Hay una continuidad entre el protagonista de Sacrificio y el narrador de Trata de olvidarlas…
Sí, y también con otros personajes de otras historias, creo que hay reflejos o ecos, vasos comunicantes… Yo mismo he llegado a verlos como el mismo personaje en distintos momentos de su vida, aunque no me hubiese propuesto que fuese así. Creo que hay una sintonía entre los narradores de diferentes relatos o novelas. Comparten turbulencias, complejos, anhelos, sensibilidades… Un carácter, en suma, que no es ajeno a mí.
Tu siguiente novela es Como un perro en la tumba de un cruzado, que yo creo que refleja un cambio de registro total, sobre todo en lo que se refiere al estilo porque de la pulcritud de Sacrificio se pasa una verbosidad casi barroca, ¿estás de acuerdo?

**Ejercicio propuesto 1**
Según el fragmento, ¿por qué quien pregunta ve en Como un perro en la tumba de un cruzado un cambio de registro total? Contesta en una a tres oraciones.
El fragmento y los registros no guardan relación entre sí.

**Datos aportados**
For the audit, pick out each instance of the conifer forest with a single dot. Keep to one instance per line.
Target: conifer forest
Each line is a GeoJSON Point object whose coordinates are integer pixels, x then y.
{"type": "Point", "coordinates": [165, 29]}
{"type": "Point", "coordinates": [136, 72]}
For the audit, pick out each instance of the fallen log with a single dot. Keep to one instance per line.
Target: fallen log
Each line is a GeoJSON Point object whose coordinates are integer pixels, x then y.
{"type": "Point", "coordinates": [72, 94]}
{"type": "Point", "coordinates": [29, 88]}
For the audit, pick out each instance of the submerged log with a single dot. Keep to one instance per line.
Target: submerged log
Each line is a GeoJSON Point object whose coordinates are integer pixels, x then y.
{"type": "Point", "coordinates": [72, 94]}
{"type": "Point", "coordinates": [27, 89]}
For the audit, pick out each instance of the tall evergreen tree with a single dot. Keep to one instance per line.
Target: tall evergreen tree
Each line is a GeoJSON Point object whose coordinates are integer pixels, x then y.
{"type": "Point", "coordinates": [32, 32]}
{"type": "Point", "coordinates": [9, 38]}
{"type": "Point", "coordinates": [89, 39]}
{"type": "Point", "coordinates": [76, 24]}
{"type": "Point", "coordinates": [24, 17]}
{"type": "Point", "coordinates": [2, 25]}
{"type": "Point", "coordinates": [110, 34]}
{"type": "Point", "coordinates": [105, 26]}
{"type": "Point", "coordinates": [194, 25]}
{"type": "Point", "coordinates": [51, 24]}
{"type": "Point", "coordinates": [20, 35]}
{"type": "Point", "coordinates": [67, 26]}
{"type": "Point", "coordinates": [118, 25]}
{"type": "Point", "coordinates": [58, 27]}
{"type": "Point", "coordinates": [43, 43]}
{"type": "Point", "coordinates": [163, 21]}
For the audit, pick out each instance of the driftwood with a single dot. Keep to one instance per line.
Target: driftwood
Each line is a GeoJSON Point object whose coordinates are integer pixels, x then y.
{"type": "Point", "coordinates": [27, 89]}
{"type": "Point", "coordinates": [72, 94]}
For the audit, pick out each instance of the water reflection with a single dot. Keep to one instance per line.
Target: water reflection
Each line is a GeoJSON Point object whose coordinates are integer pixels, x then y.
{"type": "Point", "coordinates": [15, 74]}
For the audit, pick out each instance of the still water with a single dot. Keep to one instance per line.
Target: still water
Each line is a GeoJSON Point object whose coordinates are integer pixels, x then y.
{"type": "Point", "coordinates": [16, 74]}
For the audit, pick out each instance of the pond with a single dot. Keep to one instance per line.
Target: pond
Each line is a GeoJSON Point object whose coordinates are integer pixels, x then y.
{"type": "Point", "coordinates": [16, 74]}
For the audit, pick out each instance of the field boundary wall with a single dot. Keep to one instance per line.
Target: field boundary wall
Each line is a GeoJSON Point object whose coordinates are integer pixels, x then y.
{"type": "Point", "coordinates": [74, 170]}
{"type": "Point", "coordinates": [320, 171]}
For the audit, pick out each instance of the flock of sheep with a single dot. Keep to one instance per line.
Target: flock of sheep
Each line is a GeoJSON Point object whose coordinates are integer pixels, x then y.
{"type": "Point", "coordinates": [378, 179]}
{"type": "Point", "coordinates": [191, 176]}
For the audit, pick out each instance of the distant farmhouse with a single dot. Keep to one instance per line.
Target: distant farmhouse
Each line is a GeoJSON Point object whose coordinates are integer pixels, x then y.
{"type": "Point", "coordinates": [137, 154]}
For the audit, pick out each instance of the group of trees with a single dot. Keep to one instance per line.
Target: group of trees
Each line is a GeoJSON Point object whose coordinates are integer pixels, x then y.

**Ejercicio propuesto 2**
Reproduce sin cambios las líneas de los registros que van desde la que contiene "For the audit, pick out each instance of the group" hasta el final de los registros.

**Respuesta del ejercicio 1**
Porque, sobre todo en el estilo, se pasa de la pulcritud de Sacrificio a una verbosidad casi barroca.

**Respuesta del ejercicio 2**
For the audit, pick out each instance of the group of trees with a single dot. Keep to one instance per line.
Target: group of trees
Each line is a GeoJSON Point object whose coordinates are integer pixels, x then y.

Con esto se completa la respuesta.